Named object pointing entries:
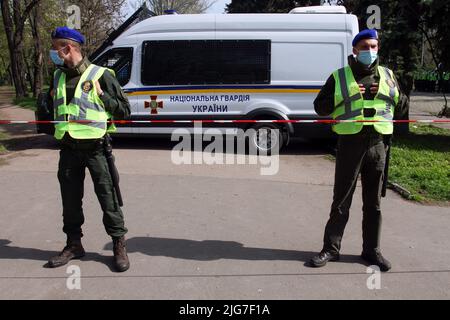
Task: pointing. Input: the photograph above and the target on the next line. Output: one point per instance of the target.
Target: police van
(230, 67)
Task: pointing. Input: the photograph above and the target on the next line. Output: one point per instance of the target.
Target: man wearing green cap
(361, 91)
(84, 97)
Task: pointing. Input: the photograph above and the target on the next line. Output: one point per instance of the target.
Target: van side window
(120, 60)
(186, 62)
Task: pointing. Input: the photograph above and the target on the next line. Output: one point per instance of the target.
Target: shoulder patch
(87, 86)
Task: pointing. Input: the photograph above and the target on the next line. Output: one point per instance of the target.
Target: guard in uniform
(363, 90)
(89, 95)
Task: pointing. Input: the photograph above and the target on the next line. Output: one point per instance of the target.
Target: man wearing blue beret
(361, 91)
(84, 97)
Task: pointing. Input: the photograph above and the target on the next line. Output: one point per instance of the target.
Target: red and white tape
(329, 121)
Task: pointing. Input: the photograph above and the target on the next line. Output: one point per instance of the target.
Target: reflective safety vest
(349, 103)
(85, 105)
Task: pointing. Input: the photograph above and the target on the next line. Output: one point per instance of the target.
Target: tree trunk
(14, 25)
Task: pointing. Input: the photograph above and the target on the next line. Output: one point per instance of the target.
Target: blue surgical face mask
(56, 58)
(367, 57)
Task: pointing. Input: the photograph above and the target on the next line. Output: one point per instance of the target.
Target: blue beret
(67, 33)
(365, 34)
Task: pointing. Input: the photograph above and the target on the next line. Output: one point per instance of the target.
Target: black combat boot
(121, 261)
(73, 250)
(375, 258)
(323, 257)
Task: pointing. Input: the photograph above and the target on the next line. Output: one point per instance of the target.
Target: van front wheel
(265, 138)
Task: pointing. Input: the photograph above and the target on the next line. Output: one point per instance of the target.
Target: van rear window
(186, 62)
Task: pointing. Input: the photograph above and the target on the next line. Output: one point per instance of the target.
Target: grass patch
(26, 102)
(420, 162)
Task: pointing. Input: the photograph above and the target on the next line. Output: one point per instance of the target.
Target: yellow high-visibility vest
(349, 103)
(85, 105)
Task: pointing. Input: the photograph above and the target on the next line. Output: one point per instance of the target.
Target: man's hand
(99, 88)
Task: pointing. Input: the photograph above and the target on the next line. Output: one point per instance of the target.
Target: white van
(230, 67)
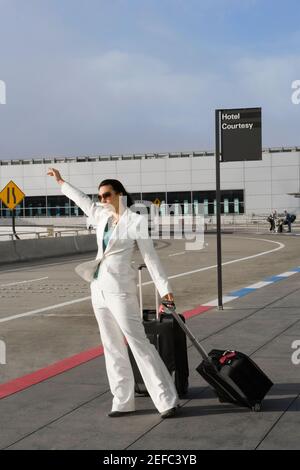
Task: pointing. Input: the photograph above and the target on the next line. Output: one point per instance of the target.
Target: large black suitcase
(169, 340)
(233, 375)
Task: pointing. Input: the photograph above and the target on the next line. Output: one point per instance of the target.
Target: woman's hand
(168, 296)
(56, 174)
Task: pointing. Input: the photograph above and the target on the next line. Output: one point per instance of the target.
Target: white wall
(265, 183)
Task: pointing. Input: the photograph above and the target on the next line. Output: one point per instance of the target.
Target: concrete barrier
(31, 249)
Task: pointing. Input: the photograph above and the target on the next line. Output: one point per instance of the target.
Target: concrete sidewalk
(69, 411)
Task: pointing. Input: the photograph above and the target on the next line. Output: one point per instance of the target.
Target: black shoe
(118, 414)
(169, 413)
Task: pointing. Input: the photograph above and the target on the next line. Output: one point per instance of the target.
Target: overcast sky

#### Task details:
Copy the records above exactly. The pictures are not part of the copy.

#### Task result:
Task: pointing. Input: the photograph above and the target on the next line. Output: one point per instance of the target.
Target: police van
(230, 67)
Task: pointing. Input: the photograph above and the target on the next line. Output: one point per instance of the target.
Target: man wearing green cap
(361, 91)
(84, 97)
Task: pointing. Input: the photograph above and the target on the next line. Output: one point per instance of the target.
Target: van side window
(120, 60)
(186, 62)
Task: pointing. Input: the photograph above and the target on the next line. Output: one point per instance of the target.
Target: shoulder patch
(87, 86)
Task: pointing. Input: the photograph above and the target on the next line. Output: one point per instance of the target.
Target: guard in uniform
(363, 90)
(89, 95)
Task: pointing. Input: the photograph above and the target on the next line. Output: one point per instance of the target.
Target: man wearing blue beret
(361, 91)
(84, 97)
Task: pointing. Input: the photograph above and the target on the next line. Output: one point per instance of the target.
Target: red and white tape
(329, 121)
Task: pointing. Input: the photograph above and the target on the next line. Output: one point per instance of the target.
Target: reflective safety vest
(349, 103)
(85, 105)
Task: pointing. Input: the photograph above and the target on the next line. Output: one point per instance of the target.
Target: tree trunk
(14, 25)
Task: pointing. Input: the photograph above and the target on the next line. Output: one point per instance of the target.
Target: blue surgical face mask
(56, 58)
(367, 57)
Task: pointing. Input: the photograph above and the target on the next line. Output: one point per instance of the target.
Target: blue beret
(67, 33)
(365, 34)
Task: pointing. Input: the photograph above and the target on the next line. Output: one point per instance of the target.
Target: black combat boot
(121, 261)
(73, 250)
(375, 258)
(323, 257)
Task: pointing. Input: the photograph above and the target on the next line. Output: one point per instance of the target.
Target: van front wheel
(265, 138)
Task: pointing. Input: the photograph above and the target on the next line. Output: one point per instance of the target.
Target: van rear window
(186, 62)
Task: pointing. Input: the photograph above and the target on the next line. Output: one point per instance of the target.
Target: grass patch
(26, 102)
(420, 162)
Task: pointing. Input: the photograph above and the target on the next line. Output: one point per instance of the target.
Target: yellow high-visibility vest
(349, 103)
(85, 105)
Task: pointing. Input: the photograph above and the target on the next line. Output: one point per instance of the target.
Target: man's hand
(99, 88)
Task: pointing. Input: the photograph above and the target on the next line. Output: one point per instance of the target.
Target: white van
(230, 67)
Task: pointing. Input: the photograph above and the target on the next line. Output: one point per instance of the target.
Target: large black suitcase
(169, 340)
(233, 375)
Task: pointing. Input: the photograph above and the target on the next line. Output: one point per instance of the target.
Target: woman's hand
(168, 296)
(56, 174)
Task: pointing. Input: the photograph above and the target on the next line. Output: one point per instance of the target.
Target: white wall
(265, 183)
Task: pointing. Input: the photograph above and the target on the next line. Output: one point per instance of the target.
Target: concrete barrier
(31, 249)
Task: pointing. Input: the photograph above and the target on the next line. Output: one point per instance of the target.
Target: concrete sidewalk
(69, 411)
Task: pointing. Input: the photograph above and the target on the next line. Output: one point per instance of the target.
Target: black shoe
(118, 414)
(169, 413)
Task: pointing. Input: the photograph above and the target on the next line. Output: one point per instance of the target.
Target: overcast sky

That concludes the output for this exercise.